Please copy everything from "The federal health" down to "acquitted on appeal." in the passage on pain relief in Russia, swapping "morphine" for "the drug".

## EXERCISE TEXT:
○ ○ ○

According to the head of palliative medicine at the Health Ministry, Diana Nevzorova, only 4 percent of cancer patients in Moscow receive adequate pain treatment. Across the country, only 8.8 percent receive necessary opiate-based pain relief.
The Russian Health Ministry clarified back in 2014 that any doctor has a right to prescribe painkillers, and only needs one more signature from the head doctor or his deputy. The ministry directives issued in July 2013 have apparently not been implemented, which the ministry blames on regional inertia.
The federal health care watchdog found that only 3 percent of patients are receiving the drugs through the new, easier system in Moscow. In 40 percent of cases, morphine is still being approved by medical committees and not the prescribing physician.
Many doctors are afraid to prescribe morphine, fearing persecution by the Federal Drug Control Service (FSKN). The case of 73-year-old doctor Alevtina Khorinyak — who prescribed Tramadol to a patient with terminal cancer not formally in her care and was convicted by a Krasnoyarsk court of drug trafficking — caused public outrage. Both Khorinyak and a family friend who purchased the medication were also sentenced, but eventually acquitted on appeal.
Such cases, however, force doctors to stay on the side of caution and, by default, inhumane cruelty. Given that overall legal drug sales comprise just a mere 0.7 percent of the 87 tons of confiscated illegal drugs, to say that FSKN officials' efforts are misplaced seems far too kind.

○ ○ ○

## INFORMATION SHOWN:

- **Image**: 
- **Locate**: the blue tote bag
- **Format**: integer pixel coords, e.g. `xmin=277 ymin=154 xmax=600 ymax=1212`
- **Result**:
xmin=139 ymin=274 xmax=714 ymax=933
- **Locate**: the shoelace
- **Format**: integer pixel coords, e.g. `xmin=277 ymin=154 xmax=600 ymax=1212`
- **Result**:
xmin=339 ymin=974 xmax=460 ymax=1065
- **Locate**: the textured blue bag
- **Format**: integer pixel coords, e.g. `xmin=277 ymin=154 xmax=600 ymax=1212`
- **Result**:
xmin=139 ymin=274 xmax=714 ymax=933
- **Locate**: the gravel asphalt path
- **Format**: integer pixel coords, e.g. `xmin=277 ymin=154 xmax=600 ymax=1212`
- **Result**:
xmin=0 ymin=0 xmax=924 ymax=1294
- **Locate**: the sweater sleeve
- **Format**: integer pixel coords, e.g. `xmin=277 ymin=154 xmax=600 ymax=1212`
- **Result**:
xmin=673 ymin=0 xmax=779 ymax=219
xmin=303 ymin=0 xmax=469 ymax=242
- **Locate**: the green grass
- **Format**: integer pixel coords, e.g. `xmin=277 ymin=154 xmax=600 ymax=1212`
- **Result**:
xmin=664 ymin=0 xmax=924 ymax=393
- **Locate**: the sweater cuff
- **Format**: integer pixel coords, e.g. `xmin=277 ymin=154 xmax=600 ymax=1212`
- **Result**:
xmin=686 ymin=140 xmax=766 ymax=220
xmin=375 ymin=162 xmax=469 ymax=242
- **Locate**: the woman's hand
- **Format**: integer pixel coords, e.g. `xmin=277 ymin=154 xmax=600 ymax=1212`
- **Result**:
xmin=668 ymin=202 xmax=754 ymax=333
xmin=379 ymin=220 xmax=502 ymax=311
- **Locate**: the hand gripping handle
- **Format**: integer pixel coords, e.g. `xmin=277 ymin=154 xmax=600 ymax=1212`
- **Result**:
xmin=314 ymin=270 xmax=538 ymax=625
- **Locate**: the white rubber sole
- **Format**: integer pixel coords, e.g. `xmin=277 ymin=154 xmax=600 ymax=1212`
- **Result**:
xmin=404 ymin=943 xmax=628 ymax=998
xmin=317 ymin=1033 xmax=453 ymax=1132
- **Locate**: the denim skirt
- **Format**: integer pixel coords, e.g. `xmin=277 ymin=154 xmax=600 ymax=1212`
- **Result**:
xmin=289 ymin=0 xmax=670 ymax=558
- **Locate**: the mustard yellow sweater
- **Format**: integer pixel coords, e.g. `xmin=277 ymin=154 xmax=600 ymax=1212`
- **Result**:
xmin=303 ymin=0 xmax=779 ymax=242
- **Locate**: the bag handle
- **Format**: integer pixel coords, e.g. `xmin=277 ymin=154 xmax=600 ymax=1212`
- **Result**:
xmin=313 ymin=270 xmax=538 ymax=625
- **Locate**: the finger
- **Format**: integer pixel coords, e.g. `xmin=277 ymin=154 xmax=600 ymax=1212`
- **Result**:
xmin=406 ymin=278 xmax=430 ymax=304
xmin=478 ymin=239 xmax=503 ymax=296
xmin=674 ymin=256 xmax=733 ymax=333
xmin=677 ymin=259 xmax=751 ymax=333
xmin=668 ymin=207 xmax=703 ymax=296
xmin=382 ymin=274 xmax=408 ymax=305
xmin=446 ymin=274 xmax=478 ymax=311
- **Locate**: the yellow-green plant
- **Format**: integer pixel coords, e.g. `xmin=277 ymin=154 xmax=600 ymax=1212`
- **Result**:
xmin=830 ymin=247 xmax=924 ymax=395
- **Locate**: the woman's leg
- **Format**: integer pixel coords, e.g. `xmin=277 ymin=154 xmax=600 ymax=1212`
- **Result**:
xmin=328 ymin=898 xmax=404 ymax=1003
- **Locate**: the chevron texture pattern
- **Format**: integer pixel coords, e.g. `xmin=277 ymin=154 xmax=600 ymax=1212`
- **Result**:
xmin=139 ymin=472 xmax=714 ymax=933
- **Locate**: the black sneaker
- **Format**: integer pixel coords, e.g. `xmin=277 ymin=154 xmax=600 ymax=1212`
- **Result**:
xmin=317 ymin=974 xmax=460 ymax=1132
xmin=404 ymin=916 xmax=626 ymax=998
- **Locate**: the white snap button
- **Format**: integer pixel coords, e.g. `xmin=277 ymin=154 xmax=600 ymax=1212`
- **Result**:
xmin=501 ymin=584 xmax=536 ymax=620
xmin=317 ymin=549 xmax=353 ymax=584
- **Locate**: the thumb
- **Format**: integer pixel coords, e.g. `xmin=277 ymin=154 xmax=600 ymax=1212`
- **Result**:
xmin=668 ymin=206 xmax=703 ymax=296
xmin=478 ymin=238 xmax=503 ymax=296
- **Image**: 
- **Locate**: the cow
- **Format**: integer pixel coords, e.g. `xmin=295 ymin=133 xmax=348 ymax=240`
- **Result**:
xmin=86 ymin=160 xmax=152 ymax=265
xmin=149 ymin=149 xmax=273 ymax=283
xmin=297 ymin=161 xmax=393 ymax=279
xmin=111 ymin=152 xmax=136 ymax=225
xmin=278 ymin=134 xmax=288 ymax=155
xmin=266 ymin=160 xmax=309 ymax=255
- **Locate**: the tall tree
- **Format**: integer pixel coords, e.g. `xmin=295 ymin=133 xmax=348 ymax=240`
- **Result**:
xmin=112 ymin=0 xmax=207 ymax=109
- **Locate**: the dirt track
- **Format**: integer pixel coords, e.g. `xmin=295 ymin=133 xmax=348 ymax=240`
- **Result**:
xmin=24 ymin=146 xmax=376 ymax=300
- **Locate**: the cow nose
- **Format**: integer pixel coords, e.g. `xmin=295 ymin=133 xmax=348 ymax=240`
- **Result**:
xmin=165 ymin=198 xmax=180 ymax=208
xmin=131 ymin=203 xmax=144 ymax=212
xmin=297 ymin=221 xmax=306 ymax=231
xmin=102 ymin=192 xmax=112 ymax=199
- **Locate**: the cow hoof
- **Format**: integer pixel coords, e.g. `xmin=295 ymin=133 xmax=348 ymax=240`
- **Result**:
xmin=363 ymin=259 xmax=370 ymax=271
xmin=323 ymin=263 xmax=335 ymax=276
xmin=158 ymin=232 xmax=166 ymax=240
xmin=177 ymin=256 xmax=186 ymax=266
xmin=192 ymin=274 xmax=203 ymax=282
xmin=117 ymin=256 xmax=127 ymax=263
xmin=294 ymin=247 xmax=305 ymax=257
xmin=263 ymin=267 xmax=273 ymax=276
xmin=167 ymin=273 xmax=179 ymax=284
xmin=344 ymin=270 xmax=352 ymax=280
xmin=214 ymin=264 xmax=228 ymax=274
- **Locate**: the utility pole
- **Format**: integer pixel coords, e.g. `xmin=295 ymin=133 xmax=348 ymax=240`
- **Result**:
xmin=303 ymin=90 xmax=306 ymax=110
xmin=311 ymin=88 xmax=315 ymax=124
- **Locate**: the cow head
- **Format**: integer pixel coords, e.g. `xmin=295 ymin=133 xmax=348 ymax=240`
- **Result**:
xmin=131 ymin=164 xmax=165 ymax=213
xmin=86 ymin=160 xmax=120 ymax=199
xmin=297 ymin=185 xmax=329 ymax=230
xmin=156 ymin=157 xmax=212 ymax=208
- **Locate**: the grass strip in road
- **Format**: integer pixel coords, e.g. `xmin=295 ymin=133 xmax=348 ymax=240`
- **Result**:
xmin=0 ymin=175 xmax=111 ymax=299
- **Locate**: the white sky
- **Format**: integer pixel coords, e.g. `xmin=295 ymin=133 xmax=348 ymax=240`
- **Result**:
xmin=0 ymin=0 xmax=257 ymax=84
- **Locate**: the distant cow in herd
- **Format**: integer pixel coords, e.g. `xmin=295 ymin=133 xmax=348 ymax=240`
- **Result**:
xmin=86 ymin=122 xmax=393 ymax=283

○ ○ ○

## SOLUTION BELOW:
The federal health care watchdog found that only 3 percent of patients are receiving the drugs through the new, easier system in Moscow. In 40 percent of cases, the drug is still being approved by medical committees and not the prescribing physician.
Many doctors are afraid to prescribe the drug, fearing persecution by the Federal Drug Control Service (FSKN). The case of 73-year-old doctor Alevtina Khorinyak — who prescribed Tramadol to a patient with terminal cancer not formally in her care and was convicted by a Krasnoyarsk court of drug trafficking — caused public outrage. Both Khorinyak and a family friend who purchased the medication were also sentenced, but eventually acquitted on appeal.